-- Given passage follows --

LLM-as-Judge Rubric Builder
Define your evaluation criteria and a scoring scale, then generate a clean, copy-pasteable LLM-as-judge prompt you can drop into your eval pipeline — with the common pitfalls (position bias, verbosity bias, ties) called out. Turns eval theory into a prompt you can ship.
You are an impartial evaluator. Your job is to score a response for the following task.
# Task
Answer a user question using only the provided context.
# Evaluation criteria
1. Faithfulness: Every claim is supported by the provided context; no hallucinations.
2. Relevance: The answer directly addresses the user’s question.
3. Completeness: The answer covers the key points the question requires.
# Inputs
<user_input>{{INPUT}}</user_input>
<response>{{RESPONSE}}</response>
# Instructions
- Score the response on each criterion using the scale: 1–5 (Likert).
- Judge on substance, not length or verbosity.
- For each criterion, give a one-line rationale before its score.
# Output (JSON)
{
"faithfulness": { "rationale": "<one line>", "score": <number> },
"relevance": { "rationale": "<one line>", "score": <number> },
"completeness": { "rationale": "<one line>", "score": <number> }
}How it works
- List independent, specific criteria — one judgment each.
- Define a scale with described anchors (e.g. 1 = wrong, 5 = fully correct).
- Ask for a rationale before the score to improve consistency + auditability.

-- Given passage concluded --
-- Provided data follows --

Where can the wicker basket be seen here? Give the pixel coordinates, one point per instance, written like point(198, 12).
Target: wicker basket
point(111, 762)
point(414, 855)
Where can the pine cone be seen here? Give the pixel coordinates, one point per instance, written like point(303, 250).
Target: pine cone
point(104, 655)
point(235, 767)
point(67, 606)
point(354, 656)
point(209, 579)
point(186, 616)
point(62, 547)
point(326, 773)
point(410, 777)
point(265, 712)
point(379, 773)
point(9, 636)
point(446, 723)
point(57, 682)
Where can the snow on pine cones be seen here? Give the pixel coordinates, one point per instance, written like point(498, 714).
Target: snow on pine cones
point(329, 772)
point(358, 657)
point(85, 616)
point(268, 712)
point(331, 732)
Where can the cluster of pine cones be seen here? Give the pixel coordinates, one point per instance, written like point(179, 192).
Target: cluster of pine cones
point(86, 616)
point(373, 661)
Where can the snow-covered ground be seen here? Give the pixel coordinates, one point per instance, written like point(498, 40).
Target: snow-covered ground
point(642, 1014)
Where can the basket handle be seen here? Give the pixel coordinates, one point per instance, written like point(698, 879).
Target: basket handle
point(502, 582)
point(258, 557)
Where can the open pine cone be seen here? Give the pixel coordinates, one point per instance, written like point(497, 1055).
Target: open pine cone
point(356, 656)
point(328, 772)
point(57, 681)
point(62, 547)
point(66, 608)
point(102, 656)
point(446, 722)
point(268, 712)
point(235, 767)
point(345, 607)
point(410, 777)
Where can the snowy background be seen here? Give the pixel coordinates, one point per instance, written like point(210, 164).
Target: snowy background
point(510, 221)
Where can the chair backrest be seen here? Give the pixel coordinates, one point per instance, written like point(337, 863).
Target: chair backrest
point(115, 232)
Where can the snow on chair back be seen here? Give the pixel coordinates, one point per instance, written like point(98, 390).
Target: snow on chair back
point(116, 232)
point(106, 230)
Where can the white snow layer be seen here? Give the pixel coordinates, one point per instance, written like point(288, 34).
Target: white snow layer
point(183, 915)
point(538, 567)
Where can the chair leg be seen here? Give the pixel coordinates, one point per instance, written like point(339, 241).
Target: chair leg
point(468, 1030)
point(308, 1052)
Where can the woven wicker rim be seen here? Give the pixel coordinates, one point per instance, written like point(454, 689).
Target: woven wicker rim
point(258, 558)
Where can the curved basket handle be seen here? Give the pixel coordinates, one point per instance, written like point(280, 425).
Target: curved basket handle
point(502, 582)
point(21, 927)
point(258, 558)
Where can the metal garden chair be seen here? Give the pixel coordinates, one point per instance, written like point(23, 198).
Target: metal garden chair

-- Provided data concluded --

— About this task —
From the rubric builder page, can you return verbatim the part that opens with the words containing "# Output (JSON)" and closes with "consistency + auditability."? The lines have no connection to the rubric builder page.

— Task solution —
# Output (JSON)
{
"faithfulness": { "rationale": "<one line>", "score": <number> },
"relevance": { "rationale": "<one line>", "score": <number> },
"completeness": { "rationale": "<one line>", "score": <number> }
}How it works
- List independent, specific criteria — one judgment each.
- Define a scale with described anchors (e.g. 1 = wrong, 5 = fully correct).
- Ask for a rationale before the score to improve consistency + auditability.